# Given passage
□ □ □ □ □

So the Tories’ newly appointed Director General of the BBC is pulling a popular satirical TV show because it’s too left-wing (https://www.dailymail.co.uk/news/article-9354927/BBC-axes-left-wing-satire-Mash-Report-presenter-Nish-Kumar-hits-back.html). This comes on top of the (Tory) Home Secretary’s bringing in new draconian laws against peaceful (but noisy) political demonstrations (https://www.politics.co.uk/comment/2021/03/11/silencing-black-lives-matter-priti-patels-anti-protest-law/?cmpredirect), and this shortly after she had been forced to settle a case against her of bullying, at the cost – to the public – of £340,000: https://www.newstatesman.com/politics/uk/2021/03/why-do-politicians-keep-getting-away-scandal; the PM’s refusing to correct a downright lie – among many – in the House of Commons (https://www.mirror.co.uk/news/politics/boris-johnson-slapped-down-speaker-23681360); and the High Court’s adjudging the government to have acted illegally in granting Covid-related contracts to Conservative Party donors (https://dpglaw.co.uk/high-court-declares-government-acted-unlawfully-in-its-ppe-procurement/). All this in the last week alone; and probably much else besides.
With the Government’s Commons majority of 80 having been won by rank deception; all decent Tories having been effectively expelled from the Party; the official Opposition demoralised and toothless – Corbyn’s teeth having been pulled by the Tories’ propaganda agencies; 80% of the press in the hands of proto-Fascists; and Ministers setting aside Britain’s centuries-old democratic ‘checks and balances’ in order to force through Parliament their Right-wing agenda: Johnson seems to be on a roll. He’s had an extraordinary run of luck recently, especially with the coronavirus, on which he can lay the blame for the effects of Brexit – that together, of course, with the evil EU, which his tame Press is still stoking up popular hatred against.

□ □ □ □ □

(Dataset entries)
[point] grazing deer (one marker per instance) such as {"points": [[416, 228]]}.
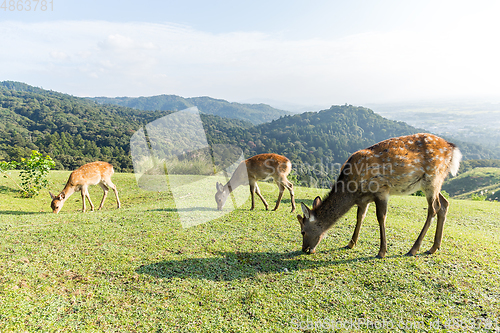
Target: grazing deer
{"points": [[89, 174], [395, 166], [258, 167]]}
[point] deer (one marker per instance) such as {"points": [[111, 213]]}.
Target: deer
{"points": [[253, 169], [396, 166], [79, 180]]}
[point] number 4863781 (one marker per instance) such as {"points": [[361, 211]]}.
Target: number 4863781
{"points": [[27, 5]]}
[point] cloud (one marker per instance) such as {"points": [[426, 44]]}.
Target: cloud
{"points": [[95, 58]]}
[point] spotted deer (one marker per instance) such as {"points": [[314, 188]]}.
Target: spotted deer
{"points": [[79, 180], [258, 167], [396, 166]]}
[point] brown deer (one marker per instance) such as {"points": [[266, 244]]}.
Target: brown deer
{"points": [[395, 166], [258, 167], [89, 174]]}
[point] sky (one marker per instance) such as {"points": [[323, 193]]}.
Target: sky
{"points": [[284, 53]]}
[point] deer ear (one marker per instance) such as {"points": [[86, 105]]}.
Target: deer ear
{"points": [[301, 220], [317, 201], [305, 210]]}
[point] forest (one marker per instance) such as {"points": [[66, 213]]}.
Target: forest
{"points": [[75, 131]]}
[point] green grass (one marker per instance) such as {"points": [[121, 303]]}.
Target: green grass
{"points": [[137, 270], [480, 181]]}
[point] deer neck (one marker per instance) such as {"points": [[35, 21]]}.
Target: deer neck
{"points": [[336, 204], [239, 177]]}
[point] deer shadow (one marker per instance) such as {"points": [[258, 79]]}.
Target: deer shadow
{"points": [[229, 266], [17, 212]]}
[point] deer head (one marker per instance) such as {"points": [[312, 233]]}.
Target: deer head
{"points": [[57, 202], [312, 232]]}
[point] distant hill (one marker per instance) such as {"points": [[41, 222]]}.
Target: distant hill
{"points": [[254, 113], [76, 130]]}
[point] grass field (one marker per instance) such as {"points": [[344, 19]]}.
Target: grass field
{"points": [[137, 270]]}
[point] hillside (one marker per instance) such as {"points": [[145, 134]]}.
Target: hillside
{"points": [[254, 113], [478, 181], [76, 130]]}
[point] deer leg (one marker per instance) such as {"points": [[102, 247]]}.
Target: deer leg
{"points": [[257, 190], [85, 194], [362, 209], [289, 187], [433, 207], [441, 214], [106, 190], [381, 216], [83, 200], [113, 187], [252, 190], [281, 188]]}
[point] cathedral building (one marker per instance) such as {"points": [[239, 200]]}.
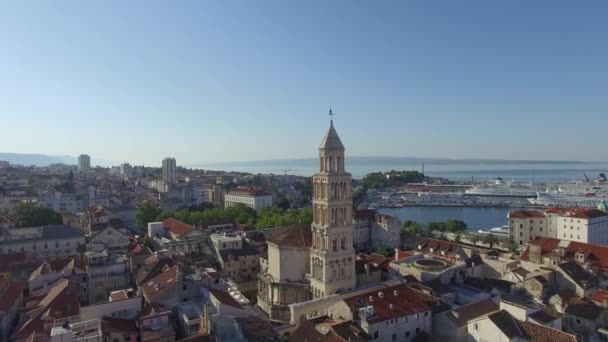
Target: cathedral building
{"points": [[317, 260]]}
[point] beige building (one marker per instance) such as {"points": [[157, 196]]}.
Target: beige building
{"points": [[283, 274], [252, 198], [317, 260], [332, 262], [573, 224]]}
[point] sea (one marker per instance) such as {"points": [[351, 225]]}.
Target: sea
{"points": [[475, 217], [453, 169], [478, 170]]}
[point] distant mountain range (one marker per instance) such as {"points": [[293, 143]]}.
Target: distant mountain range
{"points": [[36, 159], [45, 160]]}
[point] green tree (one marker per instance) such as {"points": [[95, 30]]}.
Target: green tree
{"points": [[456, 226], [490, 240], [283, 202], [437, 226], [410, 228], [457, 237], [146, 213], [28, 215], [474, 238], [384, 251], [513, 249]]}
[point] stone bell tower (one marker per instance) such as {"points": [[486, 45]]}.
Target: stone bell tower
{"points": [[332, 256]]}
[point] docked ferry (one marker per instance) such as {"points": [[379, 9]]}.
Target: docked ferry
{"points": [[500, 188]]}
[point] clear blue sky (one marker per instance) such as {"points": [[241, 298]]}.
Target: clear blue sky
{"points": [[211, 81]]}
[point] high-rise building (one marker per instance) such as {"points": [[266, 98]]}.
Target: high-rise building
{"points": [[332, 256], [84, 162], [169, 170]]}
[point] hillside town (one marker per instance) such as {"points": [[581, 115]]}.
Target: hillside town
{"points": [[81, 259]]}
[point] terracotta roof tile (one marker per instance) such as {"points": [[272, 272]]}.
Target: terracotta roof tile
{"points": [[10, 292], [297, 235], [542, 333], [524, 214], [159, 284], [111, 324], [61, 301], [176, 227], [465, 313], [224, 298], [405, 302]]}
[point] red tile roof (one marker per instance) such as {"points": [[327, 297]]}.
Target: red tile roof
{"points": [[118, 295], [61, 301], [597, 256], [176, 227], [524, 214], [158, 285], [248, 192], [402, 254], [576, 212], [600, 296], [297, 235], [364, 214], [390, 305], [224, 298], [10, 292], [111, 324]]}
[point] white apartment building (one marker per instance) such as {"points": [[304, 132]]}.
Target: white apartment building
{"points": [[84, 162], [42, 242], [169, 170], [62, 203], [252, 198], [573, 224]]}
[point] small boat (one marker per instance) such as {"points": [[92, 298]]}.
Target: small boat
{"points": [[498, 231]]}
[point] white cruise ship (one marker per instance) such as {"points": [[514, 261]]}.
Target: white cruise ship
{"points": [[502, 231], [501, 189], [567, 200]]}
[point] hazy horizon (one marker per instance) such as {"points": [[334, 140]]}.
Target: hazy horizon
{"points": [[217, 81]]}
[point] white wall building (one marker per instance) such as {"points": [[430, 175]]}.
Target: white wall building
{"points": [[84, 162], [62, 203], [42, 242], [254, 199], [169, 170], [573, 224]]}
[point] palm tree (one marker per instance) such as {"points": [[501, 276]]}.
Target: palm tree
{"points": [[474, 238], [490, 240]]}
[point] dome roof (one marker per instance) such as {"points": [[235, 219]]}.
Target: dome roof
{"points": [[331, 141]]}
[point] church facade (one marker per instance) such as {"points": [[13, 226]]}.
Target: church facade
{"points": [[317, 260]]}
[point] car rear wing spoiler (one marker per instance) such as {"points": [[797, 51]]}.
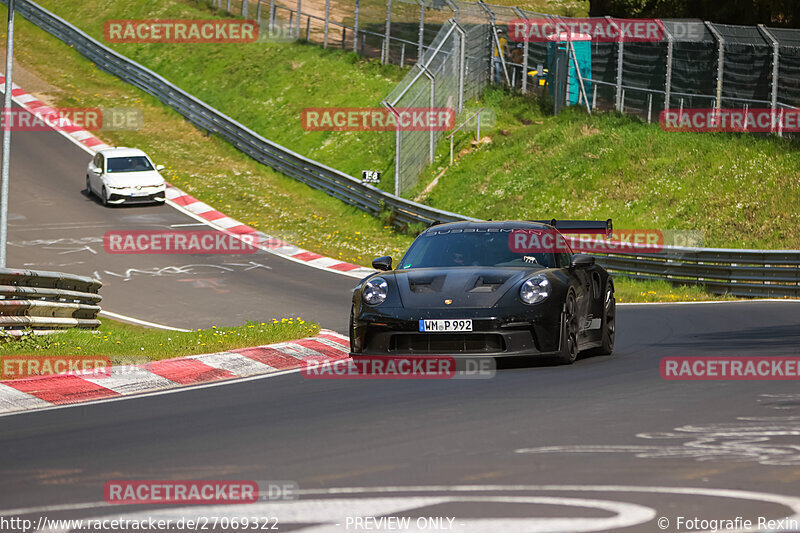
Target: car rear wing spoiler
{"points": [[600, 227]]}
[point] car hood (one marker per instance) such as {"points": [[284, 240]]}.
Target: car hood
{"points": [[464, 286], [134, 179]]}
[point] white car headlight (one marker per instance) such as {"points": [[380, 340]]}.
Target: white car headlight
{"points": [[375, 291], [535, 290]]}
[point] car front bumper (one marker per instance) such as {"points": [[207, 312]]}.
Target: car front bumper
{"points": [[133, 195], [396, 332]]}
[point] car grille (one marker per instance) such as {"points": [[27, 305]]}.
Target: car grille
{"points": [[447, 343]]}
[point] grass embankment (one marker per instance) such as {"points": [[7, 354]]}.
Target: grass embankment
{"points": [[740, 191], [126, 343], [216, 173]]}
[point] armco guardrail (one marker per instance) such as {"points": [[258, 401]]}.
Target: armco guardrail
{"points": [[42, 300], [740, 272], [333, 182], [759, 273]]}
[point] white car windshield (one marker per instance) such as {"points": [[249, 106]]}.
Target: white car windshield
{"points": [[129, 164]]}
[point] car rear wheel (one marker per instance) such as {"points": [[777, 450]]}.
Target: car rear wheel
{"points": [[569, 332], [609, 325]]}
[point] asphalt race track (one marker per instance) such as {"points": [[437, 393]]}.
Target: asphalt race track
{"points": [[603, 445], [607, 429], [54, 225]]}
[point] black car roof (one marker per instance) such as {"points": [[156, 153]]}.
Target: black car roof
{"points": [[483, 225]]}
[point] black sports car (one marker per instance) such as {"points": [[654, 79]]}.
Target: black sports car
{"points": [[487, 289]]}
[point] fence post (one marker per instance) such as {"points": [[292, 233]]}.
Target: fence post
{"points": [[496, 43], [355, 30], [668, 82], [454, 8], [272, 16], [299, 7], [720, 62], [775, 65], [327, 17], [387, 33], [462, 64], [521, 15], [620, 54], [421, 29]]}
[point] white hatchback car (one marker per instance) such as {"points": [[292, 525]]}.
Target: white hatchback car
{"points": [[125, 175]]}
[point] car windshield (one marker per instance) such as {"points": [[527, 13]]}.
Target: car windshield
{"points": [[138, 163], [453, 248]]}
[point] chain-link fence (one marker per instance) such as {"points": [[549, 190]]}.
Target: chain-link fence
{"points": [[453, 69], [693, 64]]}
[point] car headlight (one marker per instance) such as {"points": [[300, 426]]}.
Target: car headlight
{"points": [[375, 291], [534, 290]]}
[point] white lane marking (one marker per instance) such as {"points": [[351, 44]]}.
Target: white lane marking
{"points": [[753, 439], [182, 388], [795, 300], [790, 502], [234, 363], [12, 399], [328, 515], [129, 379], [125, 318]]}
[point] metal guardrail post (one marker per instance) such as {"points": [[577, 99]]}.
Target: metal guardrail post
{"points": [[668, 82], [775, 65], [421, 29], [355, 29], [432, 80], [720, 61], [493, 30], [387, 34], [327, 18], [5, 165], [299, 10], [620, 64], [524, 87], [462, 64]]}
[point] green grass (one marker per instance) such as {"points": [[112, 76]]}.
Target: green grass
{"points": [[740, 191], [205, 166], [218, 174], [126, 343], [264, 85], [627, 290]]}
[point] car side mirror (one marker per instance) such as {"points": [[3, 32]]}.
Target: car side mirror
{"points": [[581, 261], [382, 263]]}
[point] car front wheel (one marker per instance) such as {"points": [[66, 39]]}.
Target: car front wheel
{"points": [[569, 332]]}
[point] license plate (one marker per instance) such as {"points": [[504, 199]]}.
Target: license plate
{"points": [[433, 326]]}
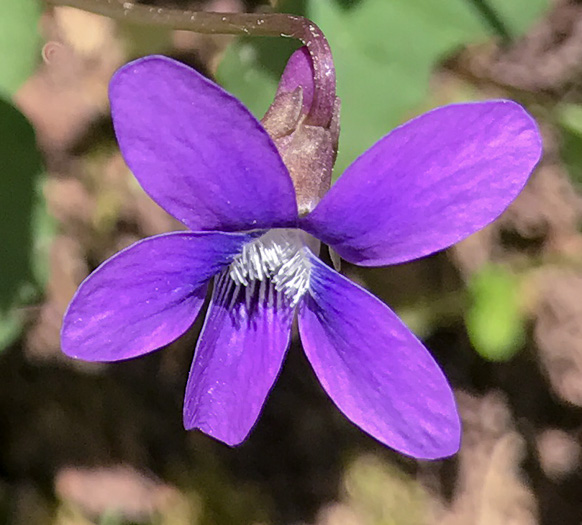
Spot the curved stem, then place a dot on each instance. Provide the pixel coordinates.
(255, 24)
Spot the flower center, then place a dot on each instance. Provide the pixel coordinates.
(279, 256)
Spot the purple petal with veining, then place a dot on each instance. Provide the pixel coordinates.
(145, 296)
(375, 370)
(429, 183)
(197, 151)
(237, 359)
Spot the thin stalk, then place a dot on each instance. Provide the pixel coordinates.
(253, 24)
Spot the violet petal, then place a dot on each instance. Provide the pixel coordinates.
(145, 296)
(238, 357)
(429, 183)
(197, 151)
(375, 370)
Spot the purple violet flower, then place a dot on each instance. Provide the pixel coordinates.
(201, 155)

□ □ □ □ □

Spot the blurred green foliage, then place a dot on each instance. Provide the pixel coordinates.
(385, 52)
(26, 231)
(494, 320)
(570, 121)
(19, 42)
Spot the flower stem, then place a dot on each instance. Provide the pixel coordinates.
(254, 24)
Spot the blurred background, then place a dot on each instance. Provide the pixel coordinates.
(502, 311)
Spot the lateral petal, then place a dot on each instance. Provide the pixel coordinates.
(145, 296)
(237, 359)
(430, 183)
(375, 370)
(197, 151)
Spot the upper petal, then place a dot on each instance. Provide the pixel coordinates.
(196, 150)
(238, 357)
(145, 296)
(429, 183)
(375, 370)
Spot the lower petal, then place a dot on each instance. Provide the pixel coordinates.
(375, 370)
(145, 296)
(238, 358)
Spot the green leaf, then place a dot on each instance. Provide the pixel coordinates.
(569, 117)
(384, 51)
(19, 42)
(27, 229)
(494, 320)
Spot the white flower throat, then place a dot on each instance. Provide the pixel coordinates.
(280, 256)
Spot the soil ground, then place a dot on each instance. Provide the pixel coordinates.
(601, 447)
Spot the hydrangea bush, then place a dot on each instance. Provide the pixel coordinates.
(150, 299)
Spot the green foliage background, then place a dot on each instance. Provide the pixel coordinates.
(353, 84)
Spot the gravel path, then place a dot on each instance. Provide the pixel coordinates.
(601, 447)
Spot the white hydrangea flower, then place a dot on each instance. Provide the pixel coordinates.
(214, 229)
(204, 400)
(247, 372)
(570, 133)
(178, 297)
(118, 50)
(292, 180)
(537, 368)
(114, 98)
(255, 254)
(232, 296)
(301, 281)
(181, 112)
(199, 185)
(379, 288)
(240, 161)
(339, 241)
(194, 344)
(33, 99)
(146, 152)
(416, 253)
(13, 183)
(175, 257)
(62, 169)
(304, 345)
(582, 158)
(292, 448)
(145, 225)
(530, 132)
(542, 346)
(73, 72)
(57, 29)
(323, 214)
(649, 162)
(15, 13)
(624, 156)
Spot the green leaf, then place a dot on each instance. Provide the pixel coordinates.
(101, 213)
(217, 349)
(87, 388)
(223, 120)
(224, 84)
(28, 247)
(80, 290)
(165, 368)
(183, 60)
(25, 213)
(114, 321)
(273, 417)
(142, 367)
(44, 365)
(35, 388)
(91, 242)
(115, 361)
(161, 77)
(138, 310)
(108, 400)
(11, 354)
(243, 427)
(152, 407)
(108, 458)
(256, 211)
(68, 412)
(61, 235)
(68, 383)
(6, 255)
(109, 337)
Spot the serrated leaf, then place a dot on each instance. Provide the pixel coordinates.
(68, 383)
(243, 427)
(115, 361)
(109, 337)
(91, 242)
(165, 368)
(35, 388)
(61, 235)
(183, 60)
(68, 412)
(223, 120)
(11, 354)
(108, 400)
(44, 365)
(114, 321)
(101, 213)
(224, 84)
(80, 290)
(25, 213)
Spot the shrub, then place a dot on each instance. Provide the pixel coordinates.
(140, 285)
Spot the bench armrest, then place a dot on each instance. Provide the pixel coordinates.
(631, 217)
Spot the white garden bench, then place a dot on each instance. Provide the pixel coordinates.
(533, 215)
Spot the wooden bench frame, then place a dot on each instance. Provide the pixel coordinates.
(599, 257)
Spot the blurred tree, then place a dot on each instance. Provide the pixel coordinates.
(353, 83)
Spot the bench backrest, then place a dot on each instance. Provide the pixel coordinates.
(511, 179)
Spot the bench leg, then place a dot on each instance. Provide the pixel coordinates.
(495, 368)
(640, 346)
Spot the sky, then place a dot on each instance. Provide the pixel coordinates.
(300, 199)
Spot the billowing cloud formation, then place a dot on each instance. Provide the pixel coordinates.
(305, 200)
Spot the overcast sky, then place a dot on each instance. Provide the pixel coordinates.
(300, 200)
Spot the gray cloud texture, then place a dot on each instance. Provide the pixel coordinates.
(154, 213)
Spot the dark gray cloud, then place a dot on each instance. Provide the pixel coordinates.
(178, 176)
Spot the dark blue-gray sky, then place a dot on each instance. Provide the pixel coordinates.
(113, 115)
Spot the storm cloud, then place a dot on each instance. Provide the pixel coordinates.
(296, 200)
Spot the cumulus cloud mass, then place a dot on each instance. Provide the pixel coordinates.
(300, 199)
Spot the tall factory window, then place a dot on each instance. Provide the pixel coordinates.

□ □ □ □ □

# Activity
In the piece on the Tory government, what reason does it give for Ministers setting aside Britain's centuries-old democratic 'checks and balances'? Reply in one to three sentences.

# Written response
It says Ministers set aside those 'checks and balances' in order to force their Right-wing agenda through Parliament.